▶ Selected passage
It appears that a single medical institution is responsible for many coal miners not getting any benefits for their lung disease,f or having to die sooner than needed in intense agony as they struggle to breath. Would you trust a doctor’s opinion that only agreed with those of other doctors 2% of the time, out of thousands of cases?

The report constructed a database of decisions regarding black lung claims. It took a lot of work but what they found was that the Johns Hopkins unit hardly ever finds black lung when other doctors find it easily. Their diagnosis is that the X-rays reveal tuberculosis or a fungal disease but not black lung.

And these doctors use their reputation to overrule the diagnosis from lesser doctors at institutions that are not Johns Hopkins.

It is interesting that the coal companies pay big dollars to Johns Hopkins for their analysis of the X-rays. Here is the telling infographic that boggles the mind, from just one of the Johns Hopkins doctors looking over 1500 cases:

black lung cases

1500 cases where a single Johns Hopkins doctor – the head of the unit – made a diagnosis. He looked at 3400 X-rays. Red is a negative diagnosis for black lung; green a positive. In none of the cases did Wheeler find any stage 3 disease and only found the possibility of black lung in 4% of the cases. However, he also believed that another disease – such as TB – was responsible for 2% of those cases.

So, in 1500 cases, he thought only about 30 of them were actually caused by black lung.  Other diseases like tuberculosis were really responsible, in his opinion.I guess there is a huge outbreak of TB in coal miners.

Many judges, in their rulings, simply deferred to the expertise of the Johns Hopkins doctors. Their name was so much more important than the doctors from other  lesser institutions.

And judges that recognized the bias had little they could do. To discredit an expert, they had to find a logical flaw:

But, to discredit his readings and award benefits to a miner, as Levin did, judges must identify a logical flaw or some other reason not to give his opinion greater weight than those of other doctors. Former judges said they knew certain doctors almost never found black lung, but said they were barred from taking these experiences in other cases into consideration. In four cases reviewed by the Center, judges who have questioned Wheeler have seen their decisions vacated by an appeals board.

This doctor apparently does not like X-rays and will really only believe a biopsy – something that is not only expensive and not required but has risks to the patient. Yet in over 100 cases where Wheeler said there was no black lung, biopsies showed that there were.

And when shown test X-rays used by the government to certify readers for black lung, Wheeler got them wrong. Yet he continues to be certified for interpreting these X-rays. In fact, it appears he does not follow protocol when reading the X-rays. Yet he still reads them.

Autopsies performed on several people after death demonstrated that Wheeler was wrong – they did have black lung. They should have gotten benefits. That they did not would cause a normal doctor to be saddened, as shown in the article. Wheeler does not appear to be nearly as concerned, at least in his responses, about being wrong.

It certainly appears that Wheeler would rather thousands of people with black lung not be compensated, rather than let one get compensation unfairly. Thus there are likely thousands who will die in needless agony all so he can prevent that one person from gaming the system.

He has let his own confirmation bias cloud his judgement. That is what this deep data analysis indicates. He is not acting as an independent examiner of what the X-rays show but is spreading his own view on the matter, one that is out of touch with a huge number of colleagues.

In written opinions, judges have said Wheeler’s assumptions seem to have “affected his objectivity” and “inappropriately colored his readings.” Another wrote in 2011 that Wheeler had a “bias against a finding of complicated [black lung] in ‘young’ individuals.”

So let’s hope that future lawyers will be able to use this objective data to show the non-objective opinions of Johns Hopkins doctors. An ‘independent’ examiner who lets their bias cloud the examination is not really independent at all.

▶ Provided material
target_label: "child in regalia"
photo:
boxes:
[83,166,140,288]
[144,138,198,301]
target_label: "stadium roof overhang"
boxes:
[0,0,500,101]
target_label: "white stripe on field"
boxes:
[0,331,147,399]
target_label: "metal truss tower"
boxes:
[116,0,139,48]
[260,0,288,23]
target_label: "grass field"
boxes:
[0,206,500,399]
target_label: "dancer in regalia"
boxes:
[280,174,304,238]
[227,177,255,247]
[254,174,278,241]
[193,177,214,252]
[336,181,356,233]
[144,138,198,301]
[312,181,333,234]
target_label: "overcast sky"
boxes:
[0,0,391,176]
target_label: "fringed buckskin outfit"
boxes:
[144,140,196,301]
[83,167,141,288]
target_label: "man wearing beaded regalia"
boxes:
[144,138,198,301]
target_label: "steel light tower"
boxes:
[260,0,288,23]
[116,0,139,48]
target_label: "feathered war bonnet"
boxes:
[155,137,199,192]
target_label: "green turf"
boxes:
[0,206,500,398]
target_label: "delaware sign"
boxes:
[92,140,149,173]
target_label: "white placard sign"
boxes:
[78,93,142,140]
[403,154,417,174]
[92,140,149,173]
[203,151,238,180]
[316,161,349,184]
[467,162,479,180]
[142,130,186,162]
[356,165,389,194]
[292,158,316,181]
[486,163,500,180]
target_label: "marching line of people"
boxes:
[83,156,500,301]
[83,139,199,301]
* * *
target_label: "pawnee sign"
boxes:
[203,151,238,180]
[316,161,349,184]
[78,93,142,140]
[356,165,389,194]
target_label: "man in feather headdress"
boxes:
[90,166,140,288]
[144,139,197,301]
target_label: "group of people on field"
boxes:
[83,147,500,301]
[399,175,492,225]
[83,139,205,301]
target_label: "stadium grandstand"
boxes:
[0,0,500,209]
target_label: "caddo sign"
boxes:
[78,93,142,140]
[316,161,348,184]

▶ Task item
Please rewrite the part of the black lung text that opens with "black lung cases" and closes with "of those cases.", substituting "Dr. Wheeler" for "Wheeler". The rows are separate material from the black lung text.

▶ Task solution
black lung cases

1500 cases where a single Johns Hopkins doctor – the head of the unit – made a diagnosis. He looked at 3400 X-rays. Red is a negative diagnosis for black lung; green a positive. In none of the cases did Dr. Wheeler find any stage 3 disease and only found the possibility of black lung in 4% of the cases. However, he also believed that another disease – such as TB – was responsible for 2% of those cases.